====== Material provided

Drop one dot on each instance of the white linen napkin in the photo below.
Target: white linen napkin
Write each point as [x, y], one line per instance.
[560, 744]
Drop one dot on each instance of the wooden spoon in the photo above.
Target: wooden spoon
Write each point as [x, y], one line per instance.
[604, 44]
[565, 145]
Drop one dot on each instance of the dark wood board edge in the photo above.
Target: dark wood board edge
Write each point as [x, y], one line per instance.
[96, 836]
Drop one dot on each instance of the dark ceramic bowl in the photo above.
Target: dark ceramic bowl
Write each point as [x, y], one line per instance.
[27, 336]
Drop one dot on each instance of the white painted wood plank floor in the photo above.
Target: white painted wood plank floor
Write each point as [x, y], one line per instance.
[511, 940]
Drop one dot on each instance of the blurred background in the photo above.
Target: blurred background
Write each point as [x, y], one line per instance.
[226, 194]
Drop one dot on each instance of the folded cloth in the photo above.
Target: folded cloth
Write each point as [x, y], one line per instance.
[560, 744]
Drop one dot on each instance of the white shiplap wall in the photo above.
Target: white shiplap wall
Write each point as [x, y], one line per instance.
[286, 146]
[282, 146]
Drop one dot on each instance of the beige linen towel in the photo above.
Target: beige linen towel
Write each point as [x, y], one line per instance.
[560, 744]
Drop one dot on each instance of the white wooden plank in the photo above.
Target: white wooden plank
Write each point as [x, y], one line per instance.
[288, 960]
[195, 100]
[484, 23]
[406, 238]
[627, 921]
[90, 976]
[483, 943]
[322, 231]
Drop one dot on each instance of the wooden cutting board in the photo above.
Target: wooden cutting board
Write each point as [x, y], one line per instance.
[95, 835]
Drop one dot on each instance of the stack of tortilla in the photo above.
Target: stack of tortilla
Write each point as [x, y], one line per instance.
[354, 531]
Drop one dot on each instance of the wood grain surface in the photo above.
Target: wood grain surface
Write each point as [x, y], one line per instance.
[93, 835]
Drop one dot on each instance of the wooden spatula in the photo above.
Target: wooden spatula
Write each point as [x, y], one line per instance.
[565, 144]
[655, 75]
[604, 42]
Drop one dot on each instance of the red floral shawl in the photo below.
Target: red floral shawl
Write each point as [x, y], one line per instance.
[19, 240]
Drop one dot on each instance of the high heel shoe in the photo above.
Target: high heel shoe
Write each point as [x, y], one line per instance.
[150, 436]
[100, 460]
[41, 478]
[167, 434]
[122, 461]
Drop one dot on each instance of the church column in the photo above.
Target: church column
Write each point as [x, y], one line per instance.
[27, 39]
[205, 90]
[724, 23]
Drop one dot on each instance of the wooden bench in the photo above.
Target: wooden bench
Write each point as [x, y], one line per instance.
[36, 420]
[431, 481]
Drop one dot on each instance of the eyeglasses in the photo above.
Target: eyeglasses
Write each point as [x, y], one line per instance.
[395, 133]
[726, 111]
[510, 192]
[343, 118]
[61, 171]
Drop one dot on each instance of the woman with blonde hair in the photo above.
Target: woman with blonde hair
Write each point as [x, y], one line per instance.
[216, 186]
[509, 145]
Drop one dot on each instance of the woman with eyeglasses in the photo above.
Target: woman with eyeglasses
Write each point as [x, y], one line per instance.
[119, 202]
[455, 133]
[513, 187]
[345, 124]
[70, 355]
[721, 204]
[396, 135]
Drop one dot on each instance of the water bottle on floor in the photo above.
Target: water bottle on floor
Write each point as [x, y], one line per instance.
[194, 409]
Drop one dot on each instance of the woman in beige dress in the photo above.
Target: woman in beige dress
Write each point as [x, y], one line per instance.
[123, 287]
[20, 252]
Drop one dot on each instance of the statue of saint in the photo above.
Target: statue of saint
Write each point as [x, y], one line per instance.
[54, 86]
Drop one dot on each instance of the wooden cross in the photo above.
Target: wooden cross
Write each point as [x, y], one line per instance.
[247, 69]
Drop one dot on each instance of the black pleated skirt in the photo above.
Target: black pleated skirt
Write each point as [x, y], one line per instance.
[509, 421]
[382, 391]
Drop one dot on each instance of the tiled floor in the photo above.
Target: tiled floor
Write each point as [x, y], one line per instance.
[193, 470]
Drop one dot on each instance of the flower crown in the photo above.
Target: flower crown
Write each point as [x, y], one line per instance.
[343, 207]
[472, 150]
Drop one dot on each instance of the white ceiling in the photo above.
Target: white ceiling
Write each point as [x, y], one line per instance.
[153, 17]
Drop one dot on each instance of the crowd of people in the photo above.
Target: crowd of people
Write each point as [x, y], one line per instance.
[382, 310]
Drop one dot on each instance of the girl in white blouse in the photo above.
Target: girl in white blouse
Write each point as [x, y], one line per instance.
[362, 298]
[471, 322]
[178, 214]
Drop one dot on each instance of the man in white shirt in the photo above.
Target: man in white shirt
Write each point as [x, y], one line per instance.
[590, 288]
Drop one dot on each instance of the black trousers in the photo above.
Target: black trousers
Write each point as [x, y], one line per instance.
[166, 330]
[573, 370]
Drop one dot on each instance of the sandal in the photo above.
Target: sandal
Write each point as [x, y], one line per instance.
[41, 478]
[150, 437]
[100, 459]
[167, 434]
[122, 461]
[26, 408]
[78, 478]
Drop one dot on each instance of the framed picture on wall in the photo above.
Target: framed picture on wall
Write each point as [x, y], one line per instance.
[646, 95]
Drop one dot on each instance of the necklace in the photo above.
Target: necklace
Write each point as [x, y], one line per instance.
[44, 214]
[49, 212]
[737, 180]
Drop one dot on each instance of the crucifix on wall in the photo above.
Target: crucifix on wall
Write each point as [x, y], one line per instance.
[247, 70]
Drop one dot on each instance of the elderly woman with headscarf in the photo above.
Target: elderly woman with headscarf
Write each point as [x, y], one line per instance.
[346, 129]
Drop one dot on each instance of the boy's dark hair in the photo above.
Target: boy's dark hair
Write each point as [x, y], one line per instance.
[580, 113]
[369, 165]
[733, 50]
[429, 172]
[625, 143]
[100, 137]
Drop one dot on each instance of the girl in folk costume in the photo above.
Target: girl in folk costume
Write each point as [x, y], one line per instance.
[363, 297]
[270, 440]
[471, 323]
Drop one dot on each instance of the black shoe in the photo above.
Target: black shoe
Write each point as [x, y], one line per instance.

============

*Exercise directions*: Rename "instance" as "occurrence" throughout all of the records above, reproducing every other word and line unchanged.

*Written response*:
Drop one dot on each occurrence of the white linen napkin in the photo below.
Target: white linen napkin
Write each point as [x, y], one line per occurrence.
[560, 744]
Drop one dot on each occurrence of the wooden spoon in the photo above.
Target: wooden spoon
Write each point as [x, y], one line per occurrence.
[604, 44]
[565, 145]
Drop one dot on each occurrence of the dark wood board edge in the photo above.
Target: dark wood board edge
Write each point as [x, y], one line per occurrence.
[96, 836]
Drop one dot on each occurrence of the dark ceramic bowl in the photo above.
Target: dark ceramic bowl
Write each point as [x, y], one line per occurrence.
[27, 336]
Drop one dot on each occurrence of the white painted wood plank floor in the photo above.
Target: white painted wood plank floor
Write each point as [x, y], one line per occurrence.
[511, 940]
Drop one dot on each occurrence of the blurred background in the photo above.
Target: blurred background
Write each point as [x, y], one line per occurrence.
[226, 194]
Drop one dot on each occurrence of the folded cloth in the photo above.
Target: folded cloth
Write each point as [x, y], one line per occurrence.
[560, 744]
Drop one dot on each occurrence of the white shiplap wall in the photo above.
Target: white shiplap wall
Write each point as [x, y], one line per occurrence.
[286, 146]
[282, 146]
Drop one dot on each occurrence of the beige linen towel in the photo above.
Target: beige linen towel
Write each point as [x, y], one line per occurrence.
[560, 744]
Drop one dot on each occurrence of the white wooden plank in the photo above.
Target: white wooden plank
Write each point as [x, y], one line per occurrence.
[288, 960]
[195, 100]
[484, 23]
[406, 238]
[627, 921]
[90, 976]
[483, 943]
[322, 231]
Drop one dot on each occurrence of the wooden cutting board in the photo above.
Target: wooden cutting board
Write each point as [x, y], one line per occurrence.
[95, 835]
Drop one dot on each occurrence of the stack of tortilla in the photo above.
Target: stack of tortilla
Write each point as [x, y], one line per occurrence.
[354, 531]
Drop one dot on each occurrence of the wood grain surface in the photo above.
Target: wood grain surface
Write each point as [x, y], one line per occurrence.
[93, 835]
Drop one dot on each occurrence of the wooden spatula in the photo above.
Target: wooden spatula
Write each point as [x, y], one line per occurrence.
[565, 144]
[655, 75]
[604, 42]
Drop one dot on each occurrence of the red floral shawl in the photo below.
Target: red floral shawl
Write each point as [x, y], one line per occurrence.
[19, 240]
Drop one dot on each occurrence of the high heel shoe in the photo above.
Target: high heel shoe
Write each point as [x, y], one line per occurrence.
[150, 436]
[100, 460]
[41, 478]
[167, 434]
[122, 461]
Drop one dot on each occurrence of the church column in the photo above.
Target: church column
Write each point as [x, y], one line per occurrence.
[27, 39]
[205, 90]
[724, 23]
Drop one dot on each occurrence of the wooden bench in the photo above.
Target: wooden bench
Write each point as [x, y], one line per occurrence.
[36, 420]
[431, 481]
Drop one dot on each occurrence of the eyeglasses in the photo above.
Target: eyeglasses
Write each point as [x, y], one line per occurrence.
[395, 133]
[726, 111]
[510, 192]
[343, 118]
[61, 171]
Drop one dot on each occurrence of the woman with blonde hair in the photo above.
Target: woman with blonde hair
Write each point as [x, y], one line per occurrence.
[216, 186]
[509, 145]
Drop one dot on each occurrence of the woman with eyeglasses in the photo above.
Target: woman with eyeglasses
Write each point as [x, y], one line per occurrence.
[119, 202]
[455, 133]
[513, 187]
[345, 124]
[70, 355]
[721, 204]
[396, 135]
Drop one dot on each occurrence of the water bottle on floor in the photo above.
Target: water bottle on floor
Write each point as [x, y], one line per occurrence.
[194, 409]
Drop one dot on each occurrence of the woman in beige dress in the photo above.
Target: woman in beige dress
Write each point as [x, y], one line per occurrence.
[123, 287]
[20, 252]
Drop one dot on each occurrence of the statue of saint in the photo above.
Target: statue of saint
Write each point as [x, y], one line per occurrence.
[54, 86]
Drop one dot on each occurrence of the wooden cross in the photo above.
Target: wooden cross
Write each point as [x, y], one line per occurrence.
[247, 69]
Drop one dot on each occurrence of the black pleated skirt in the photo above.
Target: black pleated skirt
Write each point as [x, y], one line per occurrence.
[509, 421]
[382, 391]
Drop one dot on each occurrence of the tiled floor in the photo above.
Target: tiled floor
Write each point as [x, y], one line per occurrence.
[193, 470]
Drop one dot on each occurrence of the flower crown in the photo above.
Target: flower crown
Write each point as [x, y], one line per occurrence.
[343, 207]
[472, 150]
Drop one dot on each occurrence of the white ceiling in the photo above.
Target: white ceiling
Write each point as [x, y], one line per occurrence.
[153, 17]
Drop one dot on each occurrence of the crowd of people in the photo above.
Target: crowd of people
Write each point as [x, y], one line per occurrence.
[382, 310]
Drop one dot on each occurrence of the girl in white blouse in the photo above.
Target: girl in white blouse
Write each point as [x, y], one line per occurrence.
[362, 298]
[471, 322]
[178, 214]
Drop one dot on each occurrence of the man in white shirt in the photo above.
Target: man in white shirt
Write each point as [x, y], one line per occurrence.
[590, 288]
Drop one dot on each occurrence of the black trousers in the photo above.
Target: black trousers
Write each point as [x, y], one line per occurrence.
[166, 330]
[573, 370]
Drop one dot on each occurrence of the sandal in the photo above.
Target: sandal
Write each point as [x, y], one line per occurrence.
[41, 478]
[150, 437]
[100, 459]
[167, 434]
[122, 461]
[26, 408]
[78, 478]
Drop one dot on each occurrence of the framed picture on wall in the photo above.
Target: framed picture on wall
Write each point as [x, y], one line per occurrence.
[646, 95]
Drop one dot on each occurrence of the necklace in the photo above.
Target: necklace
Write each point as [x, y], one line per occurrence.
[44, 214]
[49, 212]
[737, 180]
Drop one dot on each occurrence of the crucifix on wall in the photo above.
Target: crucifix on wall
Write each point as [x, y], one line per occurrence.
[247, 70]
Drop one dot on each occurrence of the elderly woman with headscarf in the photo above.
Target: elderly woman with headscarf
Write each point as [x, y], one line per occurrence.
[346, 129]
Drop one dot on each occurrence of the boy's dark hair in the photo above.
Target: boy's dark hair
Write each point as [x, y], one line per occurrence.
[580, 113]
[369, 165]
[733, 50]
[429, 172]
[625, 143]
[100, 137]
Drop one dot on each occurrence of the girl in folk costume in the photo above.
Target: girl in folk costume
Write each point as [x, y], one line per occurrence.
[363, 297]
[270, 440]
[471, 323]
Drop one dot on each occurrence of the black shoe in the photo above.
Target: black shoe
Write each point as [x, y], one line per occurrence.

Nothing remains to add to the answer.